[Point-per-instance localization data]
=== Begin Enclosure ===
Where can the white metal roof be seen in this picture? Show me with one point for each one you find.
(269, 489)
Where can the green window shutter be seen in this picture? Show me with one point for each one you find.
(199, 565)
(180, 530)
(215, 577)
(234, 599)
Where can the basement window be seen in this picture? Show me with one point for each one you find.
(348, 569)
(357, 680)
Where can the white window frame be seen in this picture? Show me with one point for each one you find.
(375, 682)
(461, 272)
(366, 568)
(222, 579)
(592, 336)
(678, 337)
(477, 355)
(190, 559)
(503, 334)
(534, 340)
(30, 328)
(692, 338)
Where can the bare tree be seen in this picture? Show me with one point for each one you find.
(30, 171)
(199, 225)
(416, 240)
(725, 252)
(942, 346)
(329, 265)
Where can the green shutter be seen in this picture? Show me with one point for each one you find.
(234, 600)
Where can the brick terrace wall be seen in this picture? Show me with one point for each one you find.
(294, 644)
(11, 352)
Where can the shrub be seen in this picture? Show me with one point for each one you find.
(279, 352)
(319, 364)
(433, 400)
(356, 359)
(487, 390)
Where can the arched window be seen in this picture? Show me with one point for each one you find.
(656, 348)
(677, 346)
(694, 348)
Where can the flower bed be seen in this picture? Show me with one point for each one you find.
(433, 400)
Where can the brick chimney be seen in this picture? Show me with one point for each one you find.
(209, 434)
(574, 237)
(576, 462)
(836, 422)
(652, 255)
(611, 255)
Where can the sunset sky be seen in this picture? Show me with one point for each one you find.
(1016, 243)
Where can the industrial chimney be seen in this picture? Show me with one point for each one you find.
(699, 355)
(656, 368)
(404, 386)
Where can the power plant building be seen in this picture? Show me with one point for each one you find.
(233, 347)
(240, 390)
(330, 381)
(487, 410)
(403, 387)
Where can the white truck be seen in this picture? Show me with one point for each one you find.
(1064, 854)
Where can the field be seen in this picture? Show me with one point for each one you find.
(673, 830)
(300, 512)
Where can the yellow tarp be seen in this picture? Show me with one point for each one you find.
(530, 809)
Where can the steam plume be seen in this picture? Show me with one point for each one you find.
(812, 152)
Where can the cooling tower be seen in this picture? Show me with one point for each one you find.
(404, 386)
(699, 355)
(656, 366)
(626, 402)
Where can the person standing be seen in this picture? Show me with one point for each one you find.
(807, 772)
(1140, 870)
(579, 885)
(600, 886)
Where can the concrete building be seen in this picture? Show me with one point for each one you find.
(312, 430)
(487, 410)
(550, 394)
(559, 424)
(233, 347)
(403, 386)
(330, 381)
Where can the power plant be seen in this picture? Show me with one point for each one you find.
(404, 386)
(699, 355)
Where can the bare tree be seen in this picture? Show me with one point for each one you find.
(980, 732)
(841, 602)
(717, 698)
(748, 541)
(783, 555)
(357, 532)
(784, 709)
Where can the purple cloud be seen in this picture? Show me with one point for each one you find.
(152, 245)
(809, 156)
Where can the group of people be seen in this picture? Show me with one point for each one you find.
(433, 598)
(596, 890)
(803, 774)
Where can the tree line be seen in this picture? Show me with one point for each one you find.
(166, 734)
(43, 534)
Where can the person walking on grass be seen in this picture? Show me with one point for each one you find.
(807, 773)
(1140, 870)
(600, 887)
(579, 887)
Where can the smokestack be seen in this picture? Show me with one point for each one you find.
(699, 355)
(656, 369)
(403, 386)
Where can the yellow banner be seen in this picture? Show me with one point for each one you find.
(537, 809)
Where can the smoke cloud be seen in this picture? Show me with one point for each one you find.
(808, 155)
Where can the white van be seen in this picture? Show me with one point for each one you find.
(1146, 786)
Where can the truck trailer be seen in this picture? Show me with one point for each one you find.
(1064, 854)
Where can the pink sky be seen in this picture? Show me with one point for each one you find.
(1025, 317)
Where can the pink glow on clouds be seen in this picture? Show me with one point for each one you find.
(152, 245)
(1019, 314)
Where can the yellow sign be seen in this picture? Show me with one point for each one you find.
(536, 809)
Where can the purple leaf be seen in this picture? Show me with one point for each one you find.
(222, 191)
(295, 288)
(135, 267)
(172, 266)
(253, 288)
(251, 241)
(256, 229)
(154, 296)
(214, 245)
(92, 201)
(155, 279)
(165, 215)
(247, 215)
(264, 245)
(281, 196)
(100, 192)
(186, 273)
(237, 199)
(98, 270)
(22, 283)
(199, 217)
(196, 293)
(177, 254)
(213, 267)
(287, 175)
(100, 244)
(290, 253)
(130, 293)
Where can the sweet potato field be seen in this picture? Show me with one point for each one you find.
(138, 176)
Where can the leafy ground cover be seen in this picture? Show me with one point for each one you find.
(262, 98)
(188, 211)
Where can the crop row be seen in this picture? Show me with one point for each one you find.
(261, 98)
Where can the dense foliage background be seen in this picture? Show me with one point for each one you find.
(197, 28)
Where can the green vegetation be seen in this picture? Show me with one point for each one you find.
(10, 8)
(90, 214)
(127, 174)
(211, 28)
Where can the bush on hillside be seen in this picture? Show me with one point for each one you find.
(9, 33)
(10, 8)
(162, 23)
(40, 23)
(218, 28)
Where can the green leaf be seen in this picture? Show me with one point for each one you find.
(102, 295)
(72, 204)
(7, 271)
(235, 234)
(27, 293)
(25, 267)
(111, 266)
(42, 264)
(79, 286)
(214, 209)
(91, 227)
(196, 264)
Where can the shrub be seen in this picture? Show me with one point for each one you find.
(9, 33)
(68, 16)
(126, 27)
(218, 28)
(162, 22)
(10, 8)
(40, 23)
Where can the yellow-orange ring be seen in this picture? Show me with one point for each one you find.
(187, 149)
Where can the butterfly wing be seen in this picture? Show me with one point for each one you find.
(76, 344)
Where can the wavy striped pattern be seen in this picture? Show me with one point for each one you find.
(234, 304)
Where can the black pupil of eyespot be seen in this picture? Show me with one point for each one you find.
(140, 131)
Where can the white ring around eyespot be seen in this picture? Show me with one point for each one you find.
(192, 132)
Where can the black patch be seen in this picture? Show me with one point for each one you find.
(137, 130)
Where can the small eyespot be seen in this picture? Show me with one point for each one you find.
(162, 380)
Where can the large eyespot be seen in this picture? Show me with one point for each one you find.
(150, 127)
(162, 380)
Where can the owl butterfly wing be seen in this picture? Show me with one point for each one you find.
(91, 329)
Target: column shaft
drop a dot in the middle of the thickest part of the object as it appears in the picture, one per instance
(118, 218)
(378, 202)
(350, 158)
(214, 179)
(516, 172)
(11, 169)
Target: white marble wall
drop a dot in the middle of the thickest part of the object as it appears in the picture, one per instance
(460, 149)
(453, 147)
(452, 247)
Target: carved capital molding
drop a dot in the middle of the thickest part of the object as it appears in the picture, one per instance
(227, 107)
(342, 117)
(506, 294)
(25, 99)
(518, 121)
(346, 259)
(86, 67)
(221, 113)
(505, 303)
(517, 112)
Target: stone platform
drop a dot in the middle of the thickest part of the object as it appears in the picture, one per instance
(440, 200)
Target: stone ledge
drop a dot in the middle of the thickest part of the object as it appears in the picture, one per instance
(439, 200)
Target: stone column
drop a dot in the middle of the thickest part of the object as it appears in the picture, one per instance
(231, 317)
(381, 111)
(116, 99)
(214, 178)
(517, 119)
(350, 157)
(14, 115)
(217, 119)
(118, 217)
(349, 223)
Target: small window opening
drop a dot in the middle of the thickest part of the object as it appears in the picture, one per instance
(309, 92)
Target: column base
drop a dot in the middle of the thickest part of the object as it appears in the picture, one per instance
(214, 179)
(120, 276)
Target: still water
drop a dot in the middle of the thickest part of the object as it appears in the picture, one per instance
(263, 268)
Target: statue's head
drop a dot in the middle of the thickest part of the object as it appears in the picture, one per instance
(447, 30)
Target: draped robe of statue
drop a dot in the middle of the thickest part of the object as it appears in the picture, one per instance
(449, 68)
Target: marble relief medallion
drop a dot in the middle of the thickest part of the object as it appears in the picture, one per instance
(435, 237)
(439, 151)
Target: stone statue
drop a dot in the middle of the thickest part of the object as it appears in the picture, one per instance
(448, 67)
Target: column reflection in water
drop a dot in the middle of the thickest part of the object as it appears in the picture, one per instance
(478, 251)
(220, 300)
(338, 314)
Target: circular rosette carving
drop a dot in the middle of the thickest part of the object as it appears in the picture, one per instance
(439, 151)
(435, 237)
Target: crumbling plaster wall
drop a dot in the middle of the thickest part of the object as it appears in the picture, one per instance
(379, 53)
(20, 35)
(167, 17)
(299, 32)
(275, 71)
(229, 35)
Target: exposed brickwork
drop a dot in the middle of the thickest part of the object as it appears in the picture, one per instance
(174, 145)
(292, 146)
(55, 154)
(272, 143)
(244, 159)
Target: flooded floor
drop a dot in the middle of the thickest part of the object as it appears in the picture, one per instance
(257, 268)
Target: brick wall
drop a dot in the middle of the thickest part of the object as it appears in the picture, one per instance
=== End Enclosure ===
• [THE TASK]:
What lines above contain the word "marble"? Please copy each one.

• [EXERCISE RESULT]:
Target: white marble wall
Target: marble relief medallion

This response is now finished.